The evidence for Atlantis is overwhelming.
Don't call it Atlantis.
By the way, I'm pretty sure the Atlanteans didn't call it Atlantis.
They probably had some other name for it, right?
So, other than Plato, what is the most compelling evidence?
There's so much compelling evidence.
I mean, first of all, the megalithic structures that have inexplicable engineering skill behind them.
In Egypt?
On every continent.
It's everywhere.
Look at Tiwanaku in Bolivia, the Calasasia at Tiwanaku in Bolivia, some of the older sites in Mexico, in the Yucatan.
All of these sites exhibit the same enigmatic hype.
Sacsayhuaman is another one, Oleantatambo, the walls at Sacsayhuaman and Oleantatambo.
Are made of insanely gigantic megalithic blocks, which intersect with the blocks next to them, sometimes at 12 different points of intersection.
Yeah.
Which means that either they had a way to liquefy stone and mold it as they were putting stones together, or something even more mind boggling the stones were all pre cut like jigsaw puzzle pieces and then put in exactly the right place.
Well, either of those are insane from an engineering perspective.
I mean, even we won't do that.
We won't.
Maybe we can just barely now, but no one in our world would ever think to try to do something like that.
And by the way, that type of building, it turns out it's extremely earthquake resistant.
Yes, it is.
Because it wobbles and then locks back into place.
Yeah, also the land, the ground that it was built on, something about it, the way they built the foundations of it, the stone is like super flexible and malleable.
Yeah, and some of these blocks, like the ones at Baalbek, 1,200 ton stones, 19 cranes can't lift those things.
19 industrial cranes, who did that?
Yeah.
All right, so look.
I mean, it's written in stone.
Whether you want to call it Atlantis, like I agree, or I should call it.
I agree, that's evidence of a super advanced civilization that was here before we have any kind of explanation for it.
By the way, other cultures have other names for it.
Not all cultures call it Atlantis.
You find this in almost every civilization in the world that there's a myth about a super civilization that existed in antiquity and that the people who lived there were demigods, that they were godlike people who then disseminated knowledge to other primitive cultures in the world.
* * *
**What is being asked**. Return the passage of the Atlantis transcript above starting at "They probably had" and ending at "It's everywhere.", copied word for word.

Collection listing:
* * *
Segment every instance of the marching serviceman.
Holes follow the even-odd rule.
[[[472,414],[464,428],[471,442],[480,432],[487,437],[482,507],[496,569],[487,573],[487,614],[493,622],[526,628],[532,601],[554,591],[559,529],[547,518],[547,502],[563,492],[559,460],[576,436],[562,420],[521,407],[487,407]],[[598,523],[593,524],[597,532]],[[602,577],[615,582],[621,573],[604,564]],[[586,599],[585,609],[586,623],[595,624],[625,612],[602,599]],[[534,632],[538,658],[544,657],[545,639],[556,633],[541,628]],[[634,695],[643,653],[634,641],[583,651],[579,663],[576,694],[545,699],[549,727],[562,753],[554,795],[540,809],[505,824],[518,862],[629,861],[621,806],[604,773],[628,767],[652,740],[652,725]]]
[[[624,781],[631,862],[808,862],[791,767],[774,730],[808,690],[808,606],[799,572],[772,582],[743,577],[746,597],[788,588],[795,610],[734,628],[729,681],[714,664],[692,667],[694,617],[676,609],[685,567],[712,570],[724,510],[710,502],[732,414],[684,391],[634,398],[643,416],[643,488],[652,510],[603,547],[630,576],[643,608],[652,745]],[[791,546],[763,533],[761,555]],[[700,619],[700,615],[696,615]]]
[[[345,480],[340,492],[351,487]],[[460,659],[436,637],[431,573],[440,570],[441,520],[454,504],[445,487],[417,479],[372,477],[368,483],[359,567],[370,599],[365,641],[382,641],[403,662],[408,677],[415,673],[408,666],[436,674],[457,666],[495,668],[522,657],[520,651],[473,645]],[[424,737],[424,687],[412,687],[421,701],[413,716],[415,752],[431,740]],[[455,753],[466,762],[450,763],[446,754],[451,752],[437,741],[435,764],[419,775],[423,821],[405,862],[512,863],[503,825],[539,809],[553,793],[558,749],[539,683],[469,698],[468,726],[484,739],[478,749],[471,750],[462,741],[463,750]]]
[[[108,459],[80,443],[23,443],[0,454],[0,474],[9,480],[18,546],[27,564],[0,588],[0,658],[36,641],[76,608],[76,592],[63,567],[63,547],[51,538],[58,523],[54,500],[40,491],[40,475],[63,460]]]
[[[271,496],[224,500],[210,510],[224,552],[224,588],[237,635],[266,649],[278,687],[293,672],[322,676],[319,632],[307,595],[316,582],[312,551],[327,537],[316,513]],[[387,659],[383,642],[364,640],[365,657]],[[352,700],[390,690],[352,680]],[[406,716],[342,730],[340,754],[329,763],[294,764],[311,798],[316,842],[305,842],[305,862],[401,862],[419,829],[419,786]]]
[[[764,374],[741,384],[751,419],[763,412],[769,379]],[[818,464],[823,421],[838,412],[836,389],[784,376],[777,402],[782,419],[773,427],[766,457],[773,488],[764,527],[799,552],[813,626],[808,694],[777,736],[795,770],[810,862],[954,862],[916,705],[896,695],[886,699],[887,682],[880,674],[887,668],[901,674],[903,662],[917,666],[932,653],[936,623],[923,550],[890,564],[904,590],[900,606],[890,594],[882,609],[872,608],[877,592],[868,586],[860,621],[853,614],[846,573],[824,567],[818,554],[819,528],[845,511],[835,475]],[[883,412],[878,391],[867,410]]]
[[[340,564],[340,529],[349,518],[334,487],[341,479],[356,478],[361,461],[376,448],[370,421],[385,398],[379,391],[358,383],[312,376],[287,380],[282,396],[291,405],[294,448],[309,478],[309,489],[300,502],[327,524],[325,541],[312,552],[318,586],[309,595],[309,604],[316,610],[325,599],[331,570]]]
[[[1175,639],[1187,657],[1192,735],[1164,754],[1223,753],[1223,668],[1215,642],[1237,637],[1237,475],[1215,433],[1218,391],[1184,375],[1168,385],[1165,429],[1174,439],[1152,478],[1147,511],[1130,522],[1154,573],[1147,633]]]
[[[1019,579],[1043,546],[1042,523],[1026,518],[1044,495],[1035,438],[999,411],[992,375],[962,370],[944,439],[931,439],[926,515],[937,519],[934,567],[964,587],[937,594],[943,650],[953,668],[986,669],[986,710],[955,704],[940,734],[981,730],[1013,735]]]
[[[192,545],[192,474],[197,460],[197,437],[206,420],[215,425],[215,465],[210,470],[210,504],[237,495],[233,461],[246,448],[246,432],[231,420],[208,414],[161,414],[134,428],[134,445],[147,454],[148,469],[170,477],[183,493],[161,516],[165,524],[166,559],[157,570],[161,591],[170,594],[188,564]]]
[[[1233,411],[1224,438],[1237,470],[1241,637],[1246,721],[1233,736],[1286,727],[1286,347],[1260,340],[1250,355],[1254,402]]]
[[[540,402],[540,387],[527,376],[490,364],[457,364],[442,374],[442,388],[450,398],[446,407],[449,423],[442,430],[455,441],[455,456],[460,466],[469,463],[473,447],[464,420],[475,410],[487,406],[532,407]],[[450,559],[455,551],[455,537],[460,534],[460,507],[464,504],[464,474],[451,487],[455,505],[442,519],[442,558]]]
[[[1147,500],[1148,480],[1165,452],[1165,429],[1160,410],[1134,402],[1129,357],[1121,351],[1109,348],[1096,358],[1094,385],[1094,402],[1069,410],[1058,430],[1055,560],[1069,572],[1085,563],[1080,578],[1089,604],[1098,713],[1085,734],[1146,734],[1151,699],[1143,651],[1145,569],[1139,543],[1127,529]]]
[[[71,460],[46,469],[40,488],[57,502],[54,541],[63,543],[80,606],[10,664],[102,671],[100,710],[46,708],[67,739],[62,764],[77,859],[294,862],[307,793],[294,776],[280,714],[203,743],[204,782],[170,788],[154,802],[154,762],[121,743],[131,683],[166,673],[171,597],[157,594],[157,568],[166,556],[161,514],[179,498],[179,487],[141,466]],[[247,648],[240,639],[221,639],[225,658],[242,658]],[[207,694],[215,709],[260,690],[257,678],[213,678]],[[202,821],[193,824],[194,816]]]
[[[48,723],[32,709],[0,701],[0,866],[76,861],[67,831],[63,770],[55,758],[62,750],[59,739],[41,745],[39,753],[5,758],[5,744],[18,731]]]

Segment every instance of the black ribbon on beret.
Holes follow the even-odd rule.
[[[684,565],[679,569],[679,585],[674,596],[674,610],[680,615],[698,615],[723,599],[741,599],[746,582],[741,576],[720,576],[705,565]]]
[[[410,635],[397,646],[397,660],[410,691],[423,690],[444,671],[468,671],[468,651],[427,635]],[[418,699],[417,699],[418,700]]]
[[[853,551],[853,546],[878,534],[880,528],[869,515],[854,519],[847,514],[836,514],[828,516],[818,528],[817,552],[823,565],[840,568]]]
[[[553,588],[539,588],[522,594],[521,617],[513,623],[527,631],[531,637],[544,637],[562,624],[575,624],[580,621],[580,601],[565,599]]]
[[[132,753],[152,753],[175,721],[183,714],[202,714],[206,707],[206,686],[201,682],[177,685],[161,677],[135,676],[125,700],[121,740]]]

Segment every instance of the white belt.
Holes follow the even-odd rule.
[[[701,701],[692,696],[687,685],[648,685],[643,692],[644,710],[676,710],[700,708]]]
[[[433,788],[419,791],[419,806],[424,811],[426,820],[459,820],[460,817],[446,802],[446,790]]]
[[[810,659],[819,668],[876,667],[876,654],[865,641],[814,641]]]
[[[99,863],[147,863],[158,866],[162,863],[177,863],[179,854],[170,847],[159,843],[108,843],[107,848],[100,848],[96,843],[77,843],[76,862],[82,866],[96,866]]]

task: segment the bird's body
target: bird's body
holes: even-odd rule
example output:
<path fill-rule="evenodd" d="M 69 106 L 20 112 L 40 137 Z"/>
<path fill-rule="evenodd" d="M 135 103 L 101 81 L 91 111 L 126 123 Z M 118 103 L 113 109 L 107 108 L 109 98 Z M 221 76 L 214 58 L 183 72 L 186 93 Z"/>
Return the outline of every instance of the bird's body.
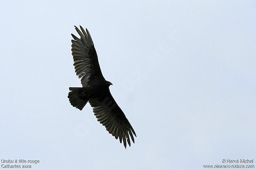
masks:
<path fill-rule="evenodd" d="M 71 105 L 82 110 L 89 102 L 93 108 L 98 121 L 109 133 L 120 142 L 131 145 L 130 137 L 134 143 L 133 133 L 136 135 L 124 114 L 113 98 L 109 86 L 113 85 L 106 81 L 101 73 L 96 51 L 89 32 L 82 31 L 75 26 L 81 37 L 71 34 L 72 55 L 76 75 L 81 78 L 82 87 L 69 87 L 68 97 Z"/>

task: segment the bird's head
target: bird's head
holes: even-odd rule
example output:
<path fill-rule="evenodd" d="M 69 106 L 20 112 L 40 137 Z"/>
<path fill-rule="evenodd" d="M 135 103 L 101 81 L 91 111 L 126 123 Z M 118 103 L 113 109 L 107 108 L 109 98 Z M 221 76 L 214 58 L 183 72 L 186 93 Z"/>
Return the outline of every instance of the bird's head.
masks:
<path fill-rule="evenodd" d="M 107 81 L 107 82 L 108 83 L 108 86 L 109 86 L 111 85 L 113 85 L 113 84 L 112 84 L 112 83 L 108 81 Z"/>

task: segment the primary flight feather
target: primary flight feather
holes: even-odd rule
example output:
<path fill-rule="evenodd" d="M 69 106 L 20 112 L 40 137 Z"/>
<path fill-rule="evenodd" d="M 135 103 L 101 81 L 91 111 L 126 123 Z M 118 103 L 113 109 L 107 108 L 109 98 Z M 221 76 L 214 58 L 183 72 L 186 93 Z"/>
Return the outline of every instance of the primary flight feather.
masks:
<path fill-rule="evenodd" d="M 83 87 L 69 87 L 69 101 L 80 110 L 89 101 L 98 121 L 116 139 L 119 138 L 120 143 L 123 141 L 126 148 L 126 142 L 131 146 L 130 138 L 134 143 L 135 132 L 111 95 L 109 86 L 113 85 L 101 73 L 89 31 L 81 26 L 81 31 L 75 27 L 80 38 L 71 34 L 74 39 L 71 50 L 76 72 L 81 78 Z"/>

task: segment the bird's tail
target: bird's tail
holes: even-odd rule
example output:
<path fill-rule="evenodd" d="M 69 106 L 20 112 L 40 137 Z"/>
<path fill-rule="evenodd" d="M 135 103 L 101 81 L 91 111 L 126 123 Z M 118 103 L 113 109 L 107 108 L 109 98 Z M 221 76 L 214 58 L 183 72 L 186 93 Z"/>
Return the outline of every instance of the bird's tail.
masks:
<path fill-rule="evenodd" d="M 68 97 L 71 105 L 82 110 L 89 100 L 84 97 L 84 95 L 81 97 L 84 92 L 83 87 L 69 87 L 69 90 L 71 92 L 68 93 Z"/>

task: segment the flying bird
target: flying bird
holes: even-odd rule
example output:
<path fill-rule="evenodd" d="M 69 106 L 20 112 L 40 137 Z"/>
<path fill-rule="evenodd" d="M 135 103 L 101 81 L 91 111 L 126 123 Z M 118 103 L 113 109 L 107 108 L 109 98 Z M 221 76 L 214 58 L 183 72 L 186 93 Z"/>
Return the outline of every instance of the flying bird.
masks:
<path fill-rule="evenodd" d="M 119 138 L 126 149 L 126 141 L 131 146 L 130 137 L 134 143 L 132 125 L 111 95 L 109 87 L 101 73 L 96 51 L 89 31 L 75 26 L 80 36 L 73 34 L 72 55 L 76 75 L 81 78 L 82 87 L 69 87 L 68 97 L 71 105 L 82 110 L 89 102 L 97 120 L 116 139 Z"/>

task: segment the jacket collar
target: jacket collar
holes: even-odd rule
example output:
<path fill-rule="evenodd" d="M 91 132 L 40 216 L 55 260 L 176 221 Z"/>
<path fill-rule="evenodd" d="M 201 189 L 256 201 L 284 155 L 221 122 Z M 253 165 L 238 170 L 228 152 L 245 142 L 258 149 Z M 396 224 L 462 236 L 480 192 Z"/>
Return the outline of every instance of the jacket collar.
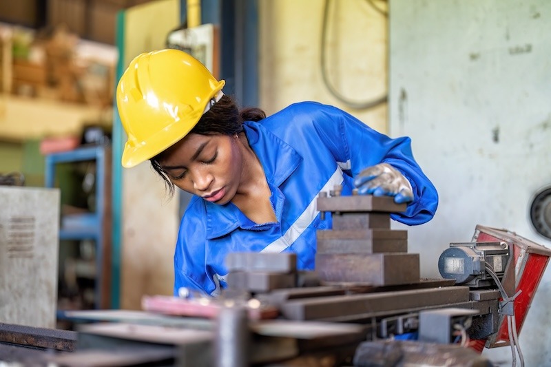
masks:
<path fill-rule="evenodd" d="M 262 126 L 262 123 L 245 121 L 243 127 L 249 144 L 264 167 L 269 186 L 273 190 L 296 169 L 302 157 L 287 143 Z M 282 195 L 274 195 L 273 191 L 271 198 L 276 200 L 284 199 Z M 245 229 L 262 229 L 245 217 L 231 202 L 217 205 L 205 200 L 205 204 L 207 240 L 227 235 L 240 227 Z M 281 207 L 281 203 L 272 204 L 274 207 Z"/>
* * *
**Task solution**.
They probably had some other name for it, right?
So, other than Plato, what is the most compelling evidence?
There's so much compelling evidence.
I mean, first of all, the megalithic structures that have inexplicable engineering skill behind them.
In Egypt?
On every continent.
It's everywhere.